(Deine Aufgaben):
(1) Gib aus dem Textauszug die Passage zwischen „Welle der Repression“ und „dem Karibikland dokumentiert.“ wörtlich zurück, beide Stellen eingeschlossen.
(2) Wie lässt sich der Textauszug in zwei Sätzen zusammenfassen?
(3) Beantworte anhand des Textauszugs:
(a) Wie alt ist Rocío San Miguel?
(b) Welches Amt hat Yván Gil inne?
(c) Seit welchem Jahr dokumentiert Control Ciudadano die Militärwelt Venezuelas?

(Textauszug):
--- --- ---

Welle der Repression in Venezuela
Machthaber Maduro lässt eine Anwältin verhaften und wirft das Menschenrechtsbüro der UNO hinaus.
Buenos Aires/Caracas. Venezuelas Regime verschärft den Kampf gegen die Opposition. Und dabei lässt es sich auch von internationalen Ermahnungen nicht beeindrucken. Die Regierung ordnete die Schließung des Büros des UN-Hochkommissars für Menschenrechte in Caracas an. Damit reagiert das Regime von Nicolás Maduro auf die Kritik der UN-Organisation nach der Verhaftung der Anwältin Rocío San Miguel, die als Präsidentin der NGO Control Ciudadano seit zwei Jahrzehnten die Aktivitäten von Militärs und Sicherheitsbehörden in dem Karibikland dokumentiert.
UNO als „Büro für Putschisten“
Die Beamten des Technischen Beratungsbüros des Hochkommissars sollten „ihr kolonialistisches und missbräuchliches Benehmen, das gegen die Charta der Vereinten Nationen verstößt, öffentlich vor der internationalen Gemeinschaft korrigieren“, sagte Venezuelas Außenminister, Yván Gil. Das UN-Büro sei „zu einem privaten Büro der Putschisten und terroristischen Gruppen geworden, die permanent gegen das Land intrigieren“.
Rocío del Carmen San Miguel war am Freitag der Vorwoche am Check-in des Hauptstadtflughafens festgehalten worden. Die 57-jährige venezolanisch-spanische Juristin mit Spezialisierung auf internationales Recht und Politik ist Präsidentin der Bürgervereinigung Control Ciudadano, einer Nichtregierungsorganisation, die seit 2005 das Innenleben der geheimnisvollen Militärwelt Venezuelas dokumentiert. Dazu gehören die Aktivitäten der einflussreichsten Zivilisten und Offiziere in den Streitkräften, Unfallbilanzen von Militärflugzeugen und Aufzeichnungen über Ausrüstungsund Waffenkäufe.

--- --- ---

(Aufgeführte Datensätze):
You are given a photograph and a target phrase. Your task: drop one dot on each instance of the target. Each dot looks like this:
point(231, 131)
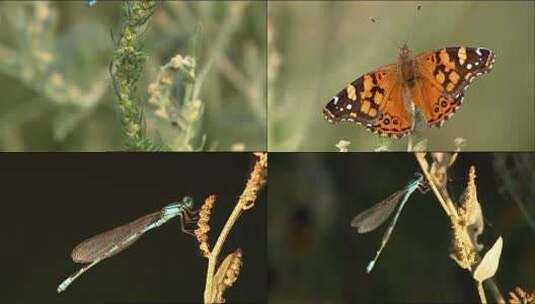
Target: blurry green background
point(56, 91)
point(317, 48)
point(315, 256)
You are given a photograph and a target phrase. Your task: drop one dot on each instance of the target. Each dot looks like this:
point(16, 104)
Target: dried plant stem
point(445, 201)
point(246, 201)
point(451, 211)
point(481, 293)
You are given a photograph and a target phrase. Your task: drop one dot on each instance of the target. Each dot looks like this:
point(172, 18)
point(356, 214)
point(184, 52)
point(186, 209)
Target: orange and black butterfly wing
point(365, 100)
point(444, 76)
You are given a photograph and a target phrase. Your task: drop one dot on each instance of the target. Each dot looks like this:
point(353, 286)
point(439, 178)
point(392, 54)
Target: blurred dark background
point(316, 257)
point(52, 202)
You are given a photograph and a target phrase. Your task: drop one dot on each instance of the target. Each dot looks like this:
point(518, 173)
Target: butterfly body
point(433, 82)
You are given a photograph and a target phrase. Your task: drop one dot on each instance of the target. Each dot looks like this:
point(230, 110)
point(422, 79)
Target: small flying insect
point(111, 242)
point(371, 218)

--- --- ---

(Antworten im Überblick):
(1)
Welle der Repression in Venezuela
Machthaber Maduro lässt eine Anwältin verhaften und wirft das Menschenrechtsbüro der UNO hinaus.
Buenos Aires/Caracas. Venezuelas Regime verschärft den Kampf gegen die Opposition. Und dabei lässt es sich auch von internationalen Ermahnungen nicht beeindrucken. Die Regierung ordnete die Schließung des Büros des UN-Hochkommissars für Menschenrechte in Caracas an. Damit reagiert das Regime von Nicolás Maduro auf die Kritik der UN-Organisation nach der Verhaftung der Anwältin Rocío San Miguel, die als Präsidentin der NGO Control Ciudadano seit zwei Jahrzehnten die Aktivitäten von Militärs und Sicherheitsbehörden in dem Karibikland dokumentiert.

(2) Die Regierung von Nicolás Maduro hat die Schließung des Büros des UN-Hochkommissars für Menschenrechte in Caracas angeordnet und reagiert damit auf die Kritik der UN-Organisation an der Verhaftung der Anwältin Rocío San Miguel. San Miguel, Präsidentin der Nichtregierungsorganisation Control Ciudadano, die seit 2005 das Innenleben der venezolanischen Militärwelt dokumentiert, war am Check-in des Hauptstadtflughafens festgehalten worden.

(3)
(a) 57 Jahre
(b) Er ist Venezuelas Außenminister.
(c) Seit 2005